- Goal
Rewrite every line of the rows below as a JSON list of strings, with one string per line and blank lines omitted.

- Records of labeled points
_ _ _ _ _ _ _

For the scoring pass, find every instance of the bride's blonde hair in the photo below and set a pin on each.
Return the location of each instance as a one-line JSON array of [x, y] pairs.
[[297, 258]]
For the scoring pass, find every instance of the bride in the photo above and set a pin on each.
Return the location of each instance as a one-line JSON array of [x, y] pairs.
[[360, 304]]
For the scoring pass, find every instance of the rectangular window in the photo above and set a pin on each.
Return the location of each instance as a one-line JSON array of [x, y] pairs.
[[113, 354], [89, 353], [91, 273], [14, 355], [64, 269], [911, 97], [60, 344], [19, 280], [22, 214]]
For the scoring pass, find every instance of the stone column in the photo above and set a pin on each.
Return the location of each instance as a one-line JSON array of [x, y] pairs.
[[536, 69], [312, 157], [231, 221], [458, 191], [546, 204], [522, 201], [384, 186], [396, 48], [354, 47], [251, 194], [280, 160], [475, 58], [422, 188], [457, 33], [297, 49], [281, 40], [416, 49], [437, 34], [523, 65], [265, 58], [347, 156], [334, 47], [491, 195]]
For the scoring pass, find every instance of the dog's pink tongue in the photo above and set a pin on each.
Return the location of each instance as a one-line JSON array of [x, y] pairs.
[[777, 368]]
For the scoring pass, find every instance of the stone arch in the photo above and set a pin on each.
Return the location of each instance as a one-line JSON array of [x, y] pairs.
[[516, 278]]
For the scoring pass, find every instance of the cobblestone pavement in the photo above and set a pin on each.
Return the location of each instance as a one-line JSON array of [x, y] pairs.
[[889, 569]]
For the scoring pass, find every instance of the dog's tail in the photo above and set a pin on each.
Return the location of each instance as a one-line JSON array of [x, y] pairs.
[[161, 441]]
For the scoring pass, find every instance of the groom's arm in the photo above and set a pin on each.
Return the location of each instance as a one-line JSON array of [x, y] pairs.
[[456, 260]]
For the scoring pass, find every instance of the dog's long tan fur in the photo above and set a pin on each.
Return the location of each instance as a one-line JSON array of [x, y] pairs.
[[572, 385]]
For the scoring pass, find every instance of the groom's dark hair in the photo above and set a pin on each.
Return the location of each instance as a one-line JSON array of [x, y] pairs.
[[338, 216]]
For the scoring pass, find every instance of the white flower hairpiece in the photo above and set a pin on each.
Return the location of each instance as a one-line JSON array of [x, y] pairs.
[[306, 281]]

_ _ _ _ _ _ _

- Output below
[
  "For the scoring pass, find every instance of the bride's blonde hair in the photo below and set a pin on each.",
  "Return the location of each instance as a one-line JSON array of [x, y] pairs.",
  "[[297, 258]]",
  "For the scoring pass, find every instance of the bride in the photo above and set a pin on each.",
  "Return the location of each instance as a one-line JSON array of [x, y] pairs.",
  "[[360, 304]]",
  "For the scoring pass, find every instance of the rectangular window in the photo above and set a pin on each.",
  "Return the location of each instance as a one-line JSON array of [x, y] pairs.",
  "[[113, 354], [89, 353], [91, 273], [14, 355], [64, 269], [911, 97], [60, 344], [19, 280], [22, 214]]",
  "For the scoring pass, find every instance of the stone column in the photo above and set a pin on each.",
  "Return the location of each instance as a one-line JSON array of [x, y] pairs.",
  "[[536, 69], [312, 157], [231, 221], [458, 191], [546, 204], [522, 201], [384, 186], [396, 48], [354, 47], [251, 194], [280, 160], [475, 58], [422, 188], [457, 33], [297, 49], [281, 40], [416, 49], [437, 34], [523, 65], [265, 58], [347, 156], [334, 47], [491, 195]]",
  "For the scoring pass, find every instance of the dog's pink tongue in the photo above and set a pin on each.",
  "Return the location of each instance as a one-line JSON array of [x, y] pairs.",
  "[[777, 368]]",
  "For the scoring pass, find every instance of the stone arch in the photo above and set a pin on each.",
  "Return the location of each instance as a one-line JSON array of [x, y] pairs.",
  "[[516, 278]]",
  "For the scoring pass, find every instance of the cobblestone pavement in the photo above and set a pin on each.",
  "Return the location of each instance as a one-line JSON array of [x, y] pairs.",
  "[[889, 569]]",
  "For the scoring pass, find every instance of the dog's tail in the photo above and set a pin on each.",
  "Return the location of each instance as a one-line JSON array of [x, y] pairs.",
  "[[161, 441]]",
  "For the scoring pass, find every instance of the groom's arm in the photo above and set a pin on each.",
  "Return the location of each instance as a one-line JSON array of [x, y] pairs.",
  "[[456, 260]]",
  "For the scoring pass, find every instance of the dog's long tan fur in the photo above and set a pin on each.",
  "Return the location of each instance as a one-line JSON array of [x, y] pairs.",
  "[[572, 385]]",
  "For the scoring pass, find every instance of the groom's dark hair in the photo above and set a pin on each.",
  "Return the location of each instance as a one-line JSON array of [x, y] pairs.",
  "[[338, 216]]",
  "For the scoring pass, find every instance of the white flower hairpiece in the photo above and set a pin on each.",
  "Return the location of each instance as a one-line JSON array of [x, y] pairs.",
  "[[306, 281]]"
]